[Start of section]
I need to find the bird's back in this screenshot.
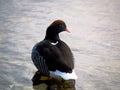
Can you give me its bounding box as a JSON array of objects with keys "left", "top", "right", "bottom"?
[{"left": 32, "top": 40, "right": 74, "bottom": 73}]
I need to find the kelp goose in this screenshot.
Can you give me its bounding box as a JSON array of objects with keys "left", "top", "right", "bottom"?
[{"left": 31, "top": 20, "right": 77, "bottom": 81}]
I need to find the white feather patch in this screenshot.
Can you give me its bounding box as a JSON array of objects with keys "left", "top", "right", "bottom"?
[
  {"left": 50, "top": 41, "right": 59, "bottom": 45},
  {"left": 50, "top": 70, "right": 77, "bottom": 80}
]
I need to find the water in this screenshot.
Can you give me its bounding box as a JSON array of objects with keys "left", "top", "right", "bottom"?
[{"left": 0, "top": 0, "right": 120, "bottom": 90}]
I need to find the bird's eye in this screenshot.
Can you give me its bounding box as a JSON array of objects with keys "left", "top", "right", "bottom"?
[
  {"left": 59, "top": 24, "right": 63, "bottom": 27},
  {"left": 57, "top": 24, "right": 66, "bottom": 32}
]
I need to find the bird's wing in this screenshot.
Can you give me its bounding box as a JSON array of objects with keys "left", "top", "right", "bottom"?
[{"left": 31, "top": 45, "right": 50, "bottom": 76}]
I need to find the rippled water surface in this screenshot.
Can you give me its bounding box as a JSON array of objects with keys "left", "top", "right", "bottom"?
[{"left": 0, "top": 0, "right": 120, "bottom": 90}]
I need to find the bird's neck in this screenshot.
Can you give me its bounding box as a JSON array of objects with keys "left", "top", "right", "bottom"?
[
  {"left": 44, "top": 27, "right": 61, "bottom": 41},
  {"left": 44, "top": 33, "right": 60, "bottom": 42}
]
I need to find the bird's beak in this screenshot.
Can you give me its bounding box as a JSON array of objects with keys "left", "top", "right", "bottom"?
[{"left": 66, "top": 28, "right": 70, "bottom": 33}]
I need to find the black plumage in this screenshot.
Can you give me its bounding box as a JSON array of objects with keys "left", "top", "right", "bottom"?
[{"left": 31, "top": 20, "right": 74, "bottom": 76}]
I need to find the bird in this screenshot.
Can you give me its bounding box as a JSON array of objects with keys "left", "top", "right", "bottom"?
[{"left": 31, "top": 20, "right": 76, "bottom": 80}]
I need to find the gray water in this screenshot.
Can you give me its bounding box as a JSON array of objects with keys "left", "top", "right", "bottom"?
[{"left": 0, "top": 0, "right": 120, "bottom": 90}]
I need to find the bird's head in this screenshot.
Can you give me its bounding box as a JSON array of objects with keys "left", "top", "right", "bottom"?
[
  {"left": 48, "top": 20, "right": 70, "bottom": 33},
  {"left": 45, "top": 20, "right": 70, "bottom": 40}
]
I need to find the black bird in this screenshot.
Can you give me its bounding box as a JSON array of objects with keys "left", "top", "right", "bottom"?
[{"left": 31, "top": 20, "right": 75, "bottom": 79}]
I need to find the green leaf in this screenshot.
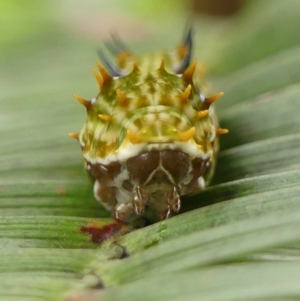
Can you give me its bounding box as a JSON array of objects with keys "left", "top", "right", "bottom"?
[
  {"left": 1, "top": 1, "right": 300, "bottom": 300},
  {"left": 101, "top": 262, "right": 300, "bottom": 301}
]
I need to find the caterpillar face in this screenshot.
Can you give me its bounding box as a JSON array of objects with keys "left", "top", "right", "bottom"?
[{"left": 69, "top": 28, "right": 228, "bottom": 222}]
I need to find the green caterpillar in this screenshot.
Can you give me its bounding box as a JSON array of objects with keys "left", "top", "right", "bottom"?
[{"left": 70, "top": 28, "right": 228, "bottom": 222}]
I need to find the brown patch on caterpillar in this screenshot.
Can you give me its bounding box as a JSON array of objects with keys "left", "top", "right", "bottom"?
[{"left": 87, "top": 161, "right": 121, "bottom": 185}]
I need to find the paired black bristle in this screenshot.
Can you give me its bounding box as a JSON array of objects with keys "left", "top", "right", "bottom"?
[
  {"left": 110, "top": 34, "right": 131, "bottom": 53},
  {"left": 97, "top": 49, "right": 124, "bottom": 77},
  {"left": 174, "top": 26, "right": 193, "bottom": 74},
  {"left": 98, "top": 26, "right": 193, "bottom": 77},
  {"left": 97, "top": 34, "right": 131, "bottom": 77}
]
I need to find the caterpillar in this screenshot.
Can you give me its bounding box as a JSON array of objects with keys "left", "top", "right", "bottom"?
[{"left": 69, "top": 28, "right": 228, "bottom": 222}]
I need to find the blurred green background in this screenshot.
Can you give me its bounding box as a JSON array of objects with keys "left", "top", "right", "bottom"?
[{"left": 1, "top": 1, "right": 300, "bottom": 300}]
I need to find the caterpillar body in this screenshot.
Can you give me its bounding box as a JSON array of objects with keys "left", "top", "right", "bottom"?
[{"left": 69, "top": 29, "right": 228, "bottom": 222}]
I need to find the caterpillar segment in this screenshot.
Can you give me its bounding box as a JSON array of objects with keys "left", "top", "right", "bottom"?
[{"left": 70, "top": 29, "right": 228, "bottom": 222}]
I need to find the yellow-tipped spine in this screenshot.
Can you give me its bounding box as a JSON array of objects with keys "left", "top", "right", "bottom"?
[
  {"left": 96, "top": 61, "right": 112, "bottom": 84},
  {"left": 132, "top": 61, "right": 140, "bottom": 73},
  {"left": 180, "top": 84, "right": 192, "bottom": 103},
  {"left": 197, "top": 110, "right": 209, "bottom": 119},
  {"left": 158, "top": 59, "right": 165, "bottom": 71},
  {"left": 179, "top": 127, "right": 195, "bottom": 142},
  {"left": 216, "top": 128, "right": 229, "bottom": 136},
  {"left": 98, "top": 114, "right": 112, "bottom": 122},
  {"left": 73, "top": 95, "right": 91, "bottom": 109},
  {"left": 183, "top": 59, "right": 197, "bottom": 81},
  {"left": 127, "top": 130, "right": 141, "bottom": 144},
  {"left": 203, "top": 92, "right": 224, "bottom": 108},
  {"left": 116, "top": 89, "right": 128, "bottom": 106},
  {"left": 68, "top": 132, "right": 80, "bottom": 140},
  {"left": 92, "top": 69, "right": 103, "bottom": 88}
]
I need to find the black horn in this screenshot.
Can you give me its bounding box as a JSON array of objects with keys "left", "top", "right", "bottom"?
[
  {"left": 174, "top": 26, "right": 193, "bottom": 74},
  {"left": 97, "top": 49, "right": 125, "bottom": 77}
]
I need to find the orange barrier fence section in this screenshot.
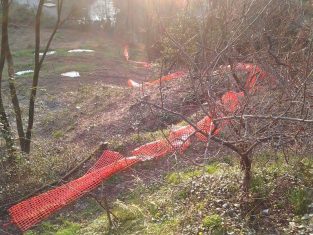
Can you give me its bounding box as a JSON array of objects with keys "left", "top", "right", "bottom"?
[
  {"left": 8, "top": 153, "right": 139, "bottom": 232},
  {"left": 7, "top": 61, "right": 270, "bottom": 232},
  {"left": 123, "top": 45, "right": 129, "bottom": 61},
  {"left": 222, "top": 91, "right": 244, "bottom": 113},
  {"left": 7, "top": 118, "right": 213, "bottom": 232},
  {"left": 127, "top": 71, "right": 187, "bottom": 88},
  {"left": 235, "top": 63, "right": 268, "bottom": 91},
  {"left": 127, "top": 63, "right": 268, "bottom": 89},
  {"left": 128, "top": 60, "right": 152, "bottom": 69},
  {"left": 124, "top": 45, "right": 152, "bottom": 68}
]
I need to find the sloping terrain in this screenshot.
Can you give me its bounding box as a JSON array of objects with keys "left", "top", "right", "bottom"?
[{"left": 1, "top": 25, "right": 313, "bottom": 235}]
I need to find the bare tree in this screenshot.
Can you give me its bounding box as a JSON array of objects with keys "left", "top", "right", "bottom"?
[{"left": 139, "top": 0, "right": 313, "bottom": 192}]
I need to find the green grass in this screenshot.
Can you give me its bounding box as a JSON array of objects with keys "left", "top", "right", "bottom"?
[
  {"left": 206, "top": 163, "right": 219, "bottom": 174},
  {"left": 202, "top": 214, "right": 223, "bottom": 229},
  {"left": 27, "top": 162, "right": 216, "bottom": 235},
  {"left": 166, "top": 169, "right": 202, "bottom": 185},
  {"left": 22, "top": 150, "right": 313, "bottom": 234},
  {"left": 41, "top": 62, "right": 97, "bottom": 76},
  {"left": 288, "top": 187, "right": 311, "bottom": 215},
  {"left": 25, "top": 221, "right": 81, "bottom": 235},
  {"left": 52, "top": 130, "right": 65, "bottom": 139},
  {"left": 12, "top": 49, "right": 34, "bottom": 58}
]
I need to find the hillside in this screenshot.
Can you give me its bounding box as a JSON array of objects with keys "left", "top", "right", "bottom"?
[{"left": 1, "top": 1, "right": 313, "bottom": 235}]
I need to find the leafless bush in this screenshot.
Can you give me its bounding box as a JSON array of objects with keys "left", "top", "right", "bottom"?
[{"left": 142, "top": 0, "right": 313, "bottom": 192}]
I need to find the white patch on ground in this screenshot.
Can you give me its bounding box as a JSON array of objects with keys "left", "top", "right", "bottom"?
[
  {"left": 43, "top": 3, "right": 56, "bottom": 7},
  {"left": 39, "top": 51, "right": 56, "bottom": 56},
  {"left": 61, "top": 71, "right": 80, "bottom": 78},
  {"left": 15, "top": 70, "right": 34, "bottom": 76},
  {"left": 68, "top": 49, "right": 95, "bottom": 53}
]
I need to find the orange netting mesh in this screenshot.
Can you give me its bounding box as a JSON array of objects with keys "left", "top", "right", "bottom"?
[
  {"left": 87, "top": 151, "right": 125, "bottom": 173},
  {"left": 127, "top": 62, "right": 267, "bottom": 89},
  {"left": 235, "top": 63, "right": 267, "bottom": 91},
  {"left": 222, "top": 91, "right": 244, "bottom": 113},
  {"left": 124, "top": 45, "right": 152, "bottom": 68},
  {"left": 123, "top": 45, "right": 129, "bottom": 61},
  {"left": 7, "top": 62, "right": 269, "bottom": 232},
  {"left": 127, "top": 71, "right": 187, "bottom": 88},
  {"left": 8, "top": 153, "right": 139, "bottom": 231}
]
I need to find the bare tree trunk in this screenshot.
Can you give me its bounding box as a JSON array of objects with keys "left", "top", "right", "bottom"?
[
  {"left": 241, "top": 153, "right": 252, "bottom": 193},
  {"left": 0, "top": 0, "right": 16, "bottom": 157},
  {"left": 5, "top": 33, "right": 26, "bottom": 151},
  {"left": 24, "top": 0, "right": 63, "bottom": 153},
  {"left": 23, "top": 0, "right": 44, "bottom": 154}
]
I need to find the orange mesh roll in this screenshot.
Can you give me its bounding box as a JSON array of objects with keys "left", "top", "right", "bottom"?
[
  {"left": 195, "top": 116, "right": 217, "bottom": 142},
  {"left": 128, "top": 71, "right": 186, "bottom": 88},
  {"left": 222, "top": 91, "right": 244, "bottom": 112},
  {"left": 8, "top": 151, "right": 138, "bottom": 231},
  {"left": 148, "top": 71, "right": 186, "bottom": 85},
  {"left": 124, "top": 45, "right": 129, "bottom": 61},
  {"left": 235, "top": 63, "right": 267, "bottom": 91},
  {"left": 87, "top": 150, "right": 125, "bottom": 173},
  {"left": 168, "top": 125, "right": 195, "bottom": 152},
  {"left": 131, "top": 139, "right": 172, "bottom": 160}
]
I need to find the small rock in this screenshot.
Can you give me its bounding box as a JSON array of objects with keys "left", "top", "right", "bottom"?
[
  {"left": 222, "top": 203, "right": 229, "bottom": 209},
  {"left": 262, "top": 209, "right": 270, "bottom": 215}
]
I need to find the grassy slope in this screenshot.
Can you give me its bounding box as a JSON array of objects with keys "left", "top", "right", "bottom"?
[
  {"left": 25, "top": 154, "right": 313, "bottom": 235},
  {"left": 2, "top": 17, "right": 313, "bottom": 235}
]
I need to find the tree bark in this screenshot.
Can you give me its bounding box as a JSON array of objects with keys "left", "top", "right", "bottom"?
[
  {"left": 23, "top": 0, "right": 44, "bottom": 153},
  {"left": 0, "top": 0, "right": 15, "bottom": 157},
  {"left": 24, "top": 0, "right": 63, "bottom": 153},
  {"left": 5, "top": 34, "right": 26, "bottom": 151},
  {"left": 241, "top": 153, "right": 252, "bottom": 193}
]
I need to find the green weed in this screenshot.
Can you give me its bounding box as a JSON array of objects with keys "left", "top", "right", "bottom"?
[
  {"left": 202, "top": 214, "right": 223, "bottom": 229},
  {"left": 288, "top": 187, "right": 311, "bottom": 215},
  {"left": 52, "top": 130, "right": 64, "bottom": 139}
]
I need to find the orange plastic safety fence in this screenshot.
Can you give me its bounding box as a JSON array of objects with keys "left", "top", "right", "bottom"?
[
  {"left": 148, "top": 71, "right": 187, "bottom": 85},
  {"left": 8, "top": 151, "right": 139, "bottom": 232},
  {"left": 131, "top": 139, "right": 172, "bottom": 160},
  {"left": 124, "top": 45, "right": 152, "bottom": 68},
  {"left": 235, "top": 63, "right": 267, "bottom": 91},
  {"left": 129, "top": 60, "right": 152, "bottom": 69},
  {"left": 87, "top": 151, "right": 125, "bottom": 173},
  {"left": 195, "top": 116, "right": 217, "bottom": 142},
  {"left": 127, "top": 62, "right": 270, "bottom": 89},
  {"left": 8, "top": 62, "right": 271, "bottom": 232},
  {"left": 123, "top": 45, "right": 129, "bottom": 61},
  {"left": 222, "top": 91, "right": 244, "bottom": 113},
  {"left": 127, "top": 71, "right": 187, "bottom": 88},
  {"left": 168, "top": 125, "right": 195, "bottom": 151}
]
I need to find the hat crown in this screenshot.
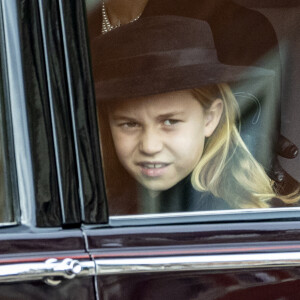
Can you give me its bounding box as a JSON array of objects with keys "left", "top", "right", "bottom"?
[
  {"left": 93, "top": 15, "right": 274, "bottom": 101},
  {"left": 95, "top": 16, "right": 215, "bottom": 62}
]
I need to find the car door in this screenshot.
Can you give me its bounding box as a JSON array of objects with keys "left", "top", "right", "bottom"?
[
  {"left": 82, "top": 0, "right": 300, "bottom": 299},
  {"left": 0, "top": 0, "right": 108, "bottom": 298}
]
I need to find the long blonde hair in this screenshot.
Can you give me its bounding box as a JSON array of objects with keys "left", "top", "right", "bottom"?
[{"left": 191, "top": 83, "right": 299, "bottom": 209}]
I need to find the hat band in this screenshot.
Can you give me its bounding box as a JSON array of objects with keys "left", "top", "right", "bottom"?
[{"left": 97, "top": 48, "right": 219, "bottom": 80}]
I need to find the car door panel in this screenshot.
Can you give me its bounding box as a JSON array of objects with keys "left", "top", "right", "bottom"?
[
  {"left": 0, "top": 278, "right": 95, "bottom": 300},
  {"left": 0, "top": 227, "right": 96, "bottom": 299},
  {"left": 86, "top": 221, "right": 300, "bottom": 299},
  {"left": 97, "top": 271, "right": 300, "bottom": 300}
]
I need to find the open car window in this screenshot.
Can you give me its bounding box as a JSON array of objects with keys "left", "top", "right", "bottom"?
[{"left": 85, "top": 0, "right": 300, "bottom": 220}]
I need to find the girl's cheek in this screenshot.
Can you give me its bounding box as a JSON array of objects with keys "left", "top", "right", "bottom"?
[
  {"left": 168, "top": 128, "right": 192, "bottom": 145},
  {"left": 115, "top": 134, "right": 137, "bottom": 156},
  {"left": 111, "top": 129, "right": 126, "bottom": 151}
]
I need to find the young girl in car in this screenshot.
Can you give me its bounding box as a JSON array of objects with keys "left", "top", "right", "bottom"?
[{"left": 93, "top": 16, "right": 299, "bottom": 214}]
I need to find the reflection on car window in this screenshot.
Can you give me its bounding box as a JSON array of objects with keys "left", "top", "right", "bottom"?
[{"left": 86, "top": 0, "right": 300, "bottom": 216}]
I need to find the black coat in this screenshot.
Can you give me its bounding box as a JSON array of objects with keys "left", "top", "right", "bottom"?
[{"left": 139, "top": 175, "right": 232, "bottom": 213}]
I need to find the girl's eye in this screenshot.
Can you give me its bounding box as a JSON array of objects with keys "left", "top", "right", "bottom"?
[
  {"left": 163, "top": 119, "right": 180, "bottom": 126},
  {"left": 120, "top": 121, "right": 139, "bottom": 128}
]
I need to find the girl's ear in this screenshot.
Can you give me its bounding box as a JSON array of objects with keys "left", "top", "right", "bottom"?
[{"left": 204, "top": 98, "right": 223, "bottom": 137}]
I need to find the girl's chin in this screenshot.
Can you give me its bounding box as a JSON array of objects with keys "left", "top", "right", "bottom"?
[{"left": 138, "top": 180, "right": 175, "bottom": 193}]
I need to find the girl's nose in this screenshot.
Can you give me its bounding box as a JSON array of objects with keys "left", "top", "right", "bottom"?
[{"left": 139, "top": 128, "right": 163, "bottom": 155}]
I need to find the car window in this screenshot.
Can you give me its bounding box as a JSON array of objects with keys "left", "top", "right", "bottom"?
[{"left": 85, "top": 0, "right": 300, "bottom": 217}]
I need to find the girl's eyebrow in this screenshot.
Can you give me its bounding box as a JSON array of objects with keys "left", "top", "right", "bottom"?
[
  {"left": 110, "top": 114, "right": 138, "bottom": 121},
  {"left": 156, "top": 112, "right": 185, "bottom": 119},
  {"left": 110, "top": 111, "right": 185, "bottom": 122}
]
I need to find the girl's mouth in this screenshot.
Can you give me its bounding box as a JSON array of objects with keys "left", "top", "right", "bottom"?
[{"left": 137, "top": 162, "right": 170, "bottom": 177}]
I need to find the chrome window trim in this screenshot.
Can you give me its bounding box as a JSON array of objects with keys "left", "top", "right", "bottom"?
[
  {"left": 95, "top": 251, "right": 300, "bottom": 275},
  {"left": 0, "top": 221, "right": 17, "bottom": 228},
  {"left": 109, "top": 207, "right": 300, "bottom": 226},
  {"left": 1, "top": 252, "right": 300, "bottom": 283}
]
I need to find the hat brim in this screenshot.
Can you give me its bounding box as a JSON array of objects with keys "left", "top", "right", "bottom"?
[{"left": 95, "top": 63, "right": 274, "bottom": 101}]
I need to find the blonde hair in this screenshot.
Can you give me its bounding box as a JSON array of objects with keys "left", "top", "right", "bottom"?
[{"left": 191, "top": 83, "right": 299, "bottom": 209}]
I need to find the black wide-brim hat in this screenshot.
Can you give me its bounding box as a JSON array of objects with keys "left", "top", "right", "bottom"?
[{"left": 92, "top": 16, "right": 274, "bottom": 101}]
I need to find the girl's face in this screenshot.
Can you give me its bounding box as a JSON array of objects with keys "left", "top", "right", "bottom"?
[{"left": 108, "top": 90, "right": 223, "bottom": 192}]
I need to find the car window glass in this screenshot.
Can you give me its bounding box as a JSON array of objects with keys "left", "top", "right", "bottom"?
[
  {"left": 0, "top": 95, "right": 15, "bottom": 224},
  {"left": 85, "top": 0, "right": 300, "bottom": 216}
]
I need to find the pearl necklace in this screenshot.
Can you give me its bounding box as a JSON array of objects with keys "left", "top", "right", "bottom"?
[End of section]
About this task: Only the lines above from the one with "I need to find the open" through the one with "I need to find the girl's cheek" should be duplicated, character for character.

Answer area:
I need to find the open car window in this screenshot.
Can you give me its bounding box as a JSON array of objects with keys "left", "top", "right", "bottom"?
[{"left": 85, "top": 0, "right": 300, "bottom": 220}]
I need to find the girl's cheek in this screenshot.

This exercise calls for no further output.